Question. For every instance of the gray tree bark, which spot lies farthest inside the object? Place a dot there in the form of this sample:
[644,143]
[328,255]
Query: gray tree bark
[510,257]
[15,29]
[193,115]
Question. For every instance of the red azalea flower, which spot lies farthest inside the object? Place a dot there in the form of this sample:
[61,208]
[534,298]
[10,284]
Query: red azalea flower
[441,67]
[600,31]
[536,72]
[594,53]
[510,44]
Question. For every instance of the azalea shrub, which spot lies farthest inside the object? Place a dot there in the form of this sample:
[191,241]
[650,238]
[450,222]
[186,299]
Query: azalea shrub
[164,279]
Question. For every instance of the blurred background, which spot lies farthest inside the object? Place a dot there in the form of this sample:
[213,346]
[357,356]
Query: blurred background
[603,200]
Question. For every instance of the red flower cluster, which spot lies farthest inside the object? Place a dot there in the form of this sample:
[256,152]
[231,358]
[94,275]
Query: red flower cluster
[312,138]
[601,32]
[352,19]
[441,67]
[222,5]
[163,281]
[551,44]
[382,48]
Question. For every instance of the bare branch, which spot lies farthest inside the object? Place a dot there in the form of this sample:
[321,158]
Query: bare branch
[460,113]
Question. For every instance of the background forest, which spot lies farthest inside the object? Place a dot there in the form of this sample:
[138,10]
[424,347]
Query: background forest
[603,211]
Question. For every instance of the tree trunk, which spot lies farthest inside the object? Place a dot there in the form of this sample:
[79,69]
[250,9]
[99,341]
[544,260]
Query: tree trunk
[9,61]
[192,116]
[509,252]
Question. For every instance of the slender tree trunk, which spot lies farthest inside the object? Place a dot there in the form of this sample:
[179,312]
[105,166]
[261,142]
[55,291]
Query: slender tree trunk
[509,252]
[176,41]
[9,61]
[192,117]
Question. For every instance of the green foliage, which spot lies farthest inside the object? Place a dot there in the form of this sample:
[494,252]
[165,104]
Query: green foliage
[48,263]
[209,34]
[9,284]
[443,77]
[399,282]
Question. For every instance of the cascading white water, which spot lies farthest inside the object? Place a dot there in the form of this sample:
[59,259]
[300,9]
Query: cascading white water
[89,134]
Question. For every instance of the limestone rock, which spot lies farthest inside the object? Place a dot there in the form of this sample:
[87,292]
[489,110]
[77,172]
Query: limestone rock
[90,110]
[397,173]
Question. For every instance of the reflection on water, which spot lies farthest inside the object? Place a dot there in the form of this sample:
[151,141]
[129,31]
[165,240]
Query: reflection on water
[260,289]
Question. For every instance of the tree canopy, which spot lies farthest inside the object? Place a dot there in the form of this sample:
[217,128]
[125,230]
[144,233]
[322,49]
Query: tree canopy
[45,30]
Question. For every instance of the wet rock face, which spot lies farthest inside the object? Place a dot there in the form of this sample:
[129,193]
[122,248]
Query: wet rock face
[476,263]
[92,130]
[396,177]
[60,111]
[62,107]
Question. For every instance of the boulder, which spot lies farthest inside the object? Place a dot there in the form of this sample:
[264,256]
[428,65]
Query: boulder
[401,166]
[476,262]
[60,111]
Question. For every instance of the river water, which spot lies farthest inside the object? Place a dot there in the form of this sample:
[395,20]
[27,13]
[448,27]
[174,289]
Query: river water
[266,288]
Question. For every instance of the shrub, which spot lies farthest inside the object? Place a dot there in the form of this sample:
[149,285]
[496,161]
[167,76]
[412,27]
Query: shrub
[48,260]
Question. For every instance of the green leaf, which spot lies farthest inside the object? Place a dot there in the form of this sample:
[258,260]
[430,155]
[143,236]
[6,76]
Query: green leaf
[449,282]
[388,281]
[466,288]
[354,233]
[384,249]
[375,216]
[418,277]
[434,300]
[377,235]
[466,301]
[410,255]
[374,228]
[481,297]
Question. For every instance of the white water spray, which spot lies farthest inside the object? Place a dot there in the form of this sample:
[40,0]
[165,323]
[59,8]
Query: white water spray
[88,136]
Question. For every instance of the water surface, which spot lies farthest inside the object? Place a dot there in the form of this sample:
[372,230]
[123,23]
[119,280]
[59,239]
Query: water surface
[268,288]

----

-- Exercise directions --
Print the listing above in its entirety, with every line exact.

-- Result of the task --
Question. For every instance of the gray tree bark, which spot lies farthest inside the object? Place a dot there in the form of this sample:
[644,143]
[328,255]
Query: gray tree bark
[510,257]
[15,29]
[193,115]
Question. For every instance of the red azalea flower, which spot lies farthest inside the object? Place a dot there in the form of this sample:
[61,208]
[534,298]
[10,284]
Query: red azalea flower
[441,67]
[600,31]
[536,72]
[594,53]
[510,44]
Question. For every instance of the azalea shrub, which spot lies farthest inside the object? Place a dot there in the form of this sample:
[191,241]
[650,238]
[450,222]
[186,299]
Query: azalea shrub
[164,279]
Question. For every instance of the blurred background, which spot lies farthest inside the object? Place a dot there in the form of this sample:
[213,346]
[357,356]
Query: blurred background
[603,200]
Question. For every instance of the red flower cluster, which spot lies farthest inside the object? Place a dot there in the form of this sample:
[256,152]
[231,358]
[94,275]
Query: red flower cluster
[312,138]
[601,32]
[352,19]
[441,67]
[222,5]
[163,281]
[551,44]
[382,48]
Question. For every instance of the bare branch, which spot lies farthest inside the object? Place a dot there in the form of this sample:
[321,158]
Query: bare branch
[460,113]
Question. For every instance of the background forest, which spot lies farthest inside the object? Place a dot there in the form of this sample:
[138,10]
[424,347]
Query: background forest
[603,211]
Question. For every instance of the tree trunk, which spot lies farthest inside the object? Place a dot there in the form of this sample:
[79,69]
[250,9]
[99,341]
[544,260]
Query: tree trunk
[9,61]
[192,116]
[509,252]
Question. For every instance of the slender tree trunk, which spot lies farthest inside the object? Place a dot there in the form of this sample:
[179,312]
[105,166]
[261,142]
[55,291]
Query: slender tree trunk
[509,252]
[176,41]
[9,61]
[192,117]
Question. For every instance of the green foliage, which spot lies farthest inside the object? Place a dot there in the form of this sample:
[494,252]
[165,104]
Query: green foliage
[48,263]
[209,34]
[9,284]
[443,77]
[399,282]
Question. For every instance of the cascading white water, which spot lies farthest inside the object? Place a dot there in the form of this sample:
[59,259]
[300,9]
Query: cascading white water
[89,134]
Question. For every instance of the limestone rock, which spot lies farthest inside the object? Place a dot there in the form of this sample:
[87,292]
[489,110]
[77,172]
Query: limestone rock
[90,110]
[397,173]
Question. For every instance of the reflection on water, which spot lies farthest inside the object? Place a dot there in the form of this sample:
[151,141]
[129,31]
[165,240]
Query: reflection on water
[260,289]
Question. For every instance of the tree canopy, which spot lies farthest inside the object? Place a dot there in the form of this sample:
[217,128]
[125,230]
[144,233]
[322,49]
Query: tree canopy
[45,30]
Question. For every instance of the wet rock face, which spot lies farthest inside the object? Place a dot there in the form of this sample:
[129,193]
[122,248]
Query: wet rock face
[476,263]
[92,130]
[396,177]
[60,111]
[62,107]
Question. For every instance of the boulder, which spot lies farthest inside the object? Place a dot there in the form of this sample:
[264,256]
[428,65]
Query: boulder
[401,166]
[476,262]
[60,111]
Question. For every instance of the river water, which spot lies farthest inside the object? Place a dot there in the form of this sample:
[395,20]
[27,13]
[448,27]
[174,289]
Query: river water
[266,288]
Question. For every instance of the shrub, which spot lies farthest inside the object? Place a dot there in the form of this sample:
[149,285]
[496,161]
[167,76]
[412,27]
Query: shrub
[48,260]
Question. For every instance of the green leaf, which spot lies farthest inside the object? Place a dot there in the form of this sample:
[258,260]
[430,155]
[143,236]
[6,76]
Query: green leaf
[449,282]
[388,281]
[466,288]
[354,233]
[384,249]
[375,216]
[418,277]
[434,300]
[377,235]
[466,301]
[410,255]
[374,228]
[481,297]
Question. For every instance of the white water spray, which spot lies farthest inside the object? Place a dot there in the form of this sample:
[40,0]
[165,323]
[59,8]
Query: white water spray
[88,136]
Question. For every instance of the water surface, which spot lies farthest inside the object? Place a dot there in the form of this sample:
[372,230]
[123,23]
[119,280]
[59,239]
Query: water surface
[268,288]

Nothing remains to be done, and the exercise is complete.